▶ TO DO
Transcribe every line of the records verbatim.

:::::

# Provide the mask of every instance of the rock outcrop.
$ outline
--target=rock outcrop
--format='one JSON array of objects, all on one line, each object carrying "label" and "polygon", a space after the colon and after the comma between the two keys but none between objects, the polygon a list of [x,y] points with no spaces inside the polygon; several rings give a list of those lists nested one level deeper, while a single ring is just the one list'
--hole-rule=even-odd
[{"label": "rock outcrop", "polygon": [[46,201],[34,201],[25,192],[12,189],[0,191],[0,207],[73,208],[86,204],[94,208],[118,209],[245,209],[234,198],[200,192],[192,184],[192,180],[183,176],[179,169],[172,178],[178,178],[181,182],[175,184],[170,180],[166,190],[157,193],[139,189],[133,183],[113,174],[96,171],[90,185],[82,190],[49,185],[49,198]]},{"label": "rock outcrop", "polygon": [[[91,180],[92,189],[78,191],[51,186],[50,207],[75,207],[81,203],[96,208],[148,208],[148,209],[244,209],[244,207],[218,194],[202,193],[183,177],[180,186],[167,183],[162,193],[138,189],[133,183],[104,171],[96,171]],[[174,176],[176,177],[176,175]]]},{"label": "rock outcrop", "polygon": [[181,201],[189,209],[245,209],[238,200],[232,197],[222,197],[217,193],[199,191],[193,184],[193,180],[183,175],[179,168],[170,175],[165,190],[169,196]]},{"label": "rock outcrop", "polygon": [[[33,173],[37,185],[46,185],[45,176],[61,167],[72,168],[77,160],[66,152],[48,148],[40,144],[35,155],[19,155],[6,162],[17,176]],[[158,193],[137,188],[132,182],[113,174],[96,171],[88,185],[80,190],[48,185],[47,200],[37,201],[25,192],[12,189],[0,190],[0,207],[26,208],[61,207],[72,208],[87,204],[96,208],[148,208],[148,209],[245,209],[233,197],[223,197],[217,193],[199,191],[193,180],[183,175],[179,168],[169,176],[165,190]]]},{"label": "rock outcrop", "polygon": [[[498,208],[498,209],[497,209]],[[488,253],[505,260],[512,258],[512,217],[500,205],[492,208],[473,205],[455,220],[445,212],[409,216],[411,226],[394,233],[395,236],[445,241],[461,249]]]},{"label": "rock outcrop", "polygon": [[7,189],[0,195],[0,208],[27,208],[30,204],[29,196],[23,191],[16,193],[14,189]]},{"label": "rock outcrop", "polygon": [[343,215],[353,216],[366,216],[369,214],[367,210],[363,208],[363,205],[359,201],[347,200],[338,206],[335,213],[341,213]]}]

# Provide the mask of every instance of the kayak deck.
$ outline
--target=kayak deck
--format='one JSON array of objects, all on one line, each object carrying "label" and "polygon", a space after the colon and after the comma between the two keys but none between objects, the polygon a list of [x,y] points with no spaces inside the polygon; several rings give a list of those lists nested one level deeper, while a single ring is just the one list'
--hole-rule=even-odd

:::::

▶ EXERCISE RESULT
# Provide the mask of every instance of the rock outcrop.
$ outline
--target=rock outcrop
--format='one JSON array of objects, all on one line, each object carrying "label" and "polygon", a space after the colon and after the comma between the two keys but none between objects, the polygon a list of [x,y] points with no spaces inside the polygon; several rings give a list of those lists nested one level deeper, while a single ring is just the one list'
--hole-rule=even-odd
[{"label": "rock outcrop", "polygon": [[46,201],[34,201],[25,192],[12,189],[0,191],[0,207],[73,208],[86,204],[94,208],[118,209],[245,209],[234,198],[200,192],[192,184],[192,180],[183,176],[179,169],[172,178],[178,178],[181,182],[175,184],[170,180],[166,190],[157,193],[139,189],[133,183],[113,174],[96,171],[90,185],[82,190],[49,185],[49,198]]},{"label": "rock outcrop", "polygon": [[[91,180],[92,189],[78,191],[51,186],[50,207],[75,207],[81,203],[96,208],[148,208],[148,209],[244,209],[244,207],[218,194],[202,193],[183,177],[180,186],[167,183],[162,193],[138,189],[133,183],[104,171],[96,171]],[[174,176],[176,177],[176,175]]]},{"label": "rock outcrop", "polygon": [[181,201],[189,209],[245,209],[238,200],[232,197],[222,197],[217,193],[199,191],[193,184],[193,180],[183,175],[179,168],[170,175],[165,190],[169,196]]},{"label": "rock outcrop", "polygon": [[[33,173],[37,185],[46,185],[45,176],[61,167],[72,168],[77,160],[66,152],[48,148],[40,144],[35,155],[19,155],[6,162],[17,176]],[[158,193],[137,188],[132,182],[113,174],[96,171],[88,185],[80,190],[48,185],[47,200],[37,201],[25,192],[12,189],[0,190],[0,207],[26,208],[61,207],[72,208],[87,204],[96,208],[148,208],[148,209],[245,209],[233,197],[223,197],[217,193],[199,191],[193,180],[183,175],[179,168],[169,176],[165,190]]]},{"label": "rock outcrop", "polygon": [[[498,208],[498,209],[497,209]],[[488,253],[505,260],[512,258],[512,217],[500,205],[492,208],[473,205],[455,220],[445,212],[409,216],[411,226],[394,233],[395,236],[445,241],[461,249]]]},{"label": "rock outcrop", "polygon": [[7,189],[0,195],[0,208],[27,208],[30,204],[29,196],[23,191],[16,193],[14,189]]},{"label": "rock outcrop", "polygon": [[343,215],[353,216],[366,216],[369,214],[367,210],[363,208],[363,205],[359,201],[347,200],[338,206],[335,213],[341,213]]}]

# Provide the mask of every instance of the kayak deck.
$ outline
--target=kayak deck
--format='one JSON array of objects, all on one line, each object carrying "label" and "polygon", a space after the colon and after the comma between the two keys but none between objects, the polygon a list of [x,y] points with no spaces inside the polygon; several rings give a list of those lists nested one level deeper, while a single ring is just the one list'
--hole-rule=even-odd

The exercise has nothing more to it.